### SELECTION
Re: pg_dump far too slow

From: Craig Ringer <craig(at)postnewspapers(dot)com(dot)au>
To: David Newall <postgresql(at)davidnewall(dot)com>
Cc: Tom Lane <tgl(at)sss(dot)pgh(dot)pa(dot)us>, pgsql-performance(at)postgresql(dot)org, robertmhaas(at)gmail(dot)com, dcrooke(at)gmail(dot)com
Subject: Re: pg_dump far too slow
Date: 2010-03-21 13:56:38
Message-ID: 4BA62596.8050604@postnewspapers.com.au
Views: Raw Message | Whole Thread | Download mbox | Resend email
Thread:
Lists: pgsql-performance

On 21/03/2010 9:17 PM, David Newall wrote:
> Thanks for all of the suggestions, guys, which gave me some pointers on
> new directions to look, and I learned some interesting things.

### DATA FOR PROCESSING
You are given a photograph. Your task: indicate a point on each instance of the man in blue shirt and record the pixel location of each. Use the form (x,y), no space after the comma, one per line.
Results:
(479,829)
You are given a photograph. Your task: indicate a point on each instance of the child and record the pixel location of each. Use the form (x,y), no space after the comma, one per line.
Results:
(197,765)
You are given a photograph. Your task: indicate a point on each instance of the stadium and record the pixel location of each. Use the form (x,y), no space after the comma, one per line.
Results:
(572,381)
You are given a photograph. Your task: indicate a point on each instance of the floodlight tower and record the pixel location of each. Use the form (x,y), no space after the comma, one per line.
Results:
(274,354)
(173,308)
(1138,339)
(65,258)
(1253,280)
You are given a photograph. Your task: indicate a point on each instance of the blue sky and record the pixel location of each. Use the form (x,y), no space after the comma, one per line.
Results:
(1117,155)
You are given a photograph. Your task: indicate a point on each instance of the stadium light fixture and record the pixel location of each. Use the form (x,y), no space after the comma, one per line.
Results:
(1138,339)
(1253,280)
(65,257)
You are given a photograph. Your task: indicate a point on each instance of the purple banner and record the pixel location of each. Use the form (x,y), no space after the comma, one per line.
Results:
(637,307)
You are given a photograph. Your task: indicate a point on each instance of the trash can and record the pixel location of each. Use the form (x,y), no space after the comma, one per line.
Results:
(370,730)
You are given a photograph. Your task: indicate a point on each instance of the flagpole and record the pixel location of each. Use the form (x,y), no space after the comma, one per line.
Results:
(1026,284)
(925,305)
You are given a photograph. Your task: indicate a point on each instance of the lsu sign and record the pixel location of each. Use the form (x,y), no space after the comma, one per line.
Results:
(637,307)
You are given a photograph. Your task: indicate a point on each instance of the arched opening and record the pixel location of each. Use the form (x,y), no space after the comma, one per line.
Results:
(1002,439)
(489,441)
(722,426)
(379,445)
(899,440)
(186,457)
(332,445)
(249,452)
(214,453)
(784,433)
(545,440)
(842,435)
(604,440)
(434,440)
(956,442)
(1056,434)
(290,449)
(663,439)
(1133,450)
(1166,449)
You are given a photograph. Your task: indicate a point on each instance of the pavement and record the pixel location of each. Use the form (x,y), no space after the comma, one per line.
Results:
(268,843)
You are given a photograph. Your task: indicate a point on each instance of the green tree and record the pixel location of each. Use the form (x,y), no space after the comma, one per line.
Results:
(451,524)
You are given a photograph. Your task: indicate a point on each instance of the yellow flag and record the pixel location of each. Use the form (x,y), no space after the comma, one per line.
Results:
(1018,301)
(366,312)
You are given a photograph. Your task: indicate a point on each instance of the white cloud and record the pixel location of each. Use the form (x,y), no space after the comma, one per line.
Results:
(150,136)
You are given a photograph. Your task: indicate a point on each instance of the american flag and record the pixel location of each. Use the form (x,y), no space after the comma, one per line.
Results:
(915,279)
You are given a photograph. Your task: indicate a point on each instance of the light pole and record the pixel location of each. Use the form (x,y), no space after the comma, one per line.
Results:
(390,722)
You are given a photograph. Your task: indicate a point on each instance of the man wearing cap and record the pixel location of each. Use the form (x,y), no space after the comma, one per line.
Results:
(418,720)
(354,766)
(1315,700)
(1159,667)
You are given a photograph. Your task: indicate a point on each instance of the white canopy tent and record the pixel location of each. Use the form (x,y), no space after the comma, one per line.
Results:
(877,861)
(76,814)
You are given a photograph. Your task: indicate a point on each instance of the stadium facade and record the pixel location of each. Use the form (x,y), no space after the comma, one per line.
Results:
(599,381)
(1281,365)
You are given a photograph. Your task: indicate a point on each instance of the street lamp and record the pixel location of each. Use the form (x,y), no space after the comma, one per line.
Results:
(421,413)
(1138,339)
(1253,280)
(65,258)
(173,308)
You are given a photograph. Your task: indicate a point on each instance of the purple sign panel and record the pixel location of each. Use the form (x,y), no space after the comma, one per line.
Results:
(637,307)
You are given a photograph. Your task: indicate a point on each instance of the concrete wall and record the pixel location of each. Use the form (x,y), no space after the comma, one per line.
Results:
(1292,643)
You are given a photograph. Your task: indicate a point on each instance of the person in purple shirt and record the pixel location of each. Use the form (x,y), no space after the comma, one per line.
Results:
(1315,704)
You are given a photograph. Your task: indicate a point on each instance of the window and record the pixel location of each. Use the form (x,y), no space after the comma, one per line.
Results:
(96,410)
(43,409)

### SET TASKS
#1 In the message about pg_dump, what is the date line given as?
#2 Reproduce the rows from the line containing "of the person" through the end of the rows, replacing "window" with "glass pane" and leaving everything else unchanged.

### CORRECT ANSWERS
#1 2010-03-21 13:56:38

#2
You are given a photograph. Your task: indicate a point on each instance of the person in purple shirt and record the pixel location of each. Use the form (x,y), no space after the comma, one per line.
Results:
(1315,704)
You are given a photograph. Your task: indicate a point on each instance of the glass pane and record the pixel location of each. Use the form (x,y), no space after the comma, one per line.
Results:
(96,410)
(43,409)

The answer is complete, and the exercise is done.